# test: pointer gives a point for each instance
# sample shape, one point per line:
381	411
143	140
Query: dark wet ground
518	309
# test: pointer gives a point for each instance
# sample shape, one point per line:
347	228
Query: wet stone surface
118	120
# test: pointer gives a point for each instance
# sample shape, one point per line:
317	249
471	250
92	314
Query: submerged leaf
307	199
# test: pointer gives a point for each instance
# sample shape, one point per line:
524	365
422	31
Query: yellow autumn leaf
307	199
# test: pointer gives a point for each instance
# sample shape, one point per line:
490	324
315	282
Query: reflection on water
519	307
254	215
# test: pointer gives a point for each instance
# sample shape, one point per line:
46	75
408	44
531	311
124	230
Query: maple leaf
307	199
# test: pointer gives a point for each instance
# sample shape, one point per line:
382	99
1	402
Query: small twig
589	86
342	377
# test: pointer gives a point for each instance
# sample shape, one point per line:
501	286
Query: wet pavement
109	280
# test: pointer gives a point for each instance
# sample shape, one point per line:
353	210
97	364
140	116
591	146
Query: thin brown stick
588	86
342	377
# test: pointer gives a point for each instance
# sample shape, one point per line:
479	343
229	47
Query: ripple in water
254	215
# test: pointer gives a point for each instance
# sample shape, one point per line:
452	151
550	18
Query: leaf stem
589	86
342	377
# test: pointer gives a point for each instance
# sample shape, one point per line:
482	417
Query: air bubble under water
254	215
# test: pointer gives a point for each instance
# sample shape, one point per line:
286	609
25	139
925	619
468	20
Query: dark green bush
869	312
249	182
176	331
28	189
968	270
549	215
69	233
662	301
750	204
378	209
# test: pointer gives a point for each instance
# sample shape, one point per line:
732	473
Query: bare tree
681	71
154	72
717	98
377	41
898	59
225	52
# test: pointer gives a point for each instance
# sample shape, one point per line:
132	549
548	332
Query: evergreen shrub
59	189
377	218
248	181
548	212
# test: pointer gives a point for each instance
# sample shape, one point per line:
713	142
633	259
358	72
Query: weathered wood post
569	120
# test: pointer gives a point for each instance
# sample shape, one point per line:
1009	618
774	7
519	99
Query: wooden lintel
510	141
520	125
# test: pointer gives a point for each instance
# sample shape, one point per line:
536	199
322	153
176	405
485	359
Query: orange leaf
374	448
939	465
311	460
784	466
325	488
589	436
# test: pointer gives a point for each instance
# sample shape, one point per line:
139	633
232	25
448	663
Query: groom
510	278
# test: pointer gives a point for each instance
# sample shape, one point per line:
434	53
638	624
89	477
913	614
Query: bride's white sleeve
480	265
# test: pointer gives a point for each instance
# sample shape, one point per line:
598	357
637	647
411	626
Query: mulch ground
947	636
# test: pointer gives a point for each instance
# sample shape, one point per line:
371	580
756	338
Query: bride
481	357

* **WHAT IS REQUIRED**
Reproduce the entries exactly, each one as given.

* **TASK RESULT**
# test: pointer gives a point for each instance
# sample shape, one point per line:
381	411
143	140
Query: dark wet ground
518	309
# test: pointer gives a point for each instance
# sample shape, one point per line:
347	228
Query: wet stone surface
118	120
# test: pointer gives a point for each instance
# sample shape, one point per line:
317	249
471	250
92	314
Query: submerged leaf
307	199
# test: pointer gives a point for each instance
# sample shape, one point per line:
524	365
422	31
Query: yellow autumn leaf
307	199
# test: pointer gives a point for each instance
# sample shape, one point per line:
490	324
315	282
Query: reflection on water
519	307
254	215
# test: pointer gives a point for each instance
# sample shape, one point per line:
46	75
408	44
531	311
124	230
Query: maple leaf
307	199
# test: pointer gives a point for each instance
# sample shape, one point per line:
382	99
1	402
Query: small twig
589	86
342	377
# test: pointer gives a point for each instance
# sample shape, one point per line:
501	286
Query: wet pavement
109	280
# test: pointer gives a point for each instance
# sample shape, one point per line:
353	210
97	364
140	116
591	146
Query: thin brown stick
588	86
342	377
# test: pointer gives a point for each instance
# sample shape, one point per line:
479	343
229	47
Query: ripple in water
254	215
# test: pointer gives a point for each instance
# sample shape, one point per line:
452	151
550	18
Query: leaf stem
589	86
342	377
# test: pointer gives a point for each instance
# sample shape, one point per line:
482	417
Query: air bubble under water
254	215
# test: pointer gives a point for each instance
# sample shape, one point per line:
286	609
25	139
925	619
468	20
Query: dark green bush
869	312
249	182
176	331
28	189
968	270
549	215
69	233
662	301
750	204
378	209
# test: pointer gives a point for each instance
# sample shape, one point per line:
732	473
Query: bare tree
681	71
154	72
717	98
377	41
898	59
225	52
# test: pointer gives a point for each instance
# sample shape, one point per line:
132	549
548	332
Query: evergreen shrub
59	189
377	218
248	181
548	212
# test: pointer gives a point for each instance
# sample shape, one point per line:
713	142
633	259
358	72
Query: weathered wood post
569	120
# test: pointer gives a point for each instance
# sample shape, one point per line:
1009	618
774	7
519	99
Query: wooden lintel
510	141
520	125
# test: pointer gives a point for each instance
# sample shape, one point per line:
536	199
322	153
176	405
485	359
Query: orange leaf
374	448
939	465
311	460
784	466
325	488
589	436
# test: pointer gives a point for each instance
# sample shape, one point per line:
139	633
232	25
448	663
Query: groom
510	278
# test: pointer gives a point for each instance
# sample shape, one point per line:
434	53
638	624
89	477
913	614
Query: bride's white sleeve
480	265
# test: pointer gives a point for each instance
# sample shape, one point per line:
598	357
637	647
411	626
Query: mulch ground
947	636
# test: pointer gives a point for each instance
# sample shape, one point per line:
371	580
756	338
Query: bride
481	357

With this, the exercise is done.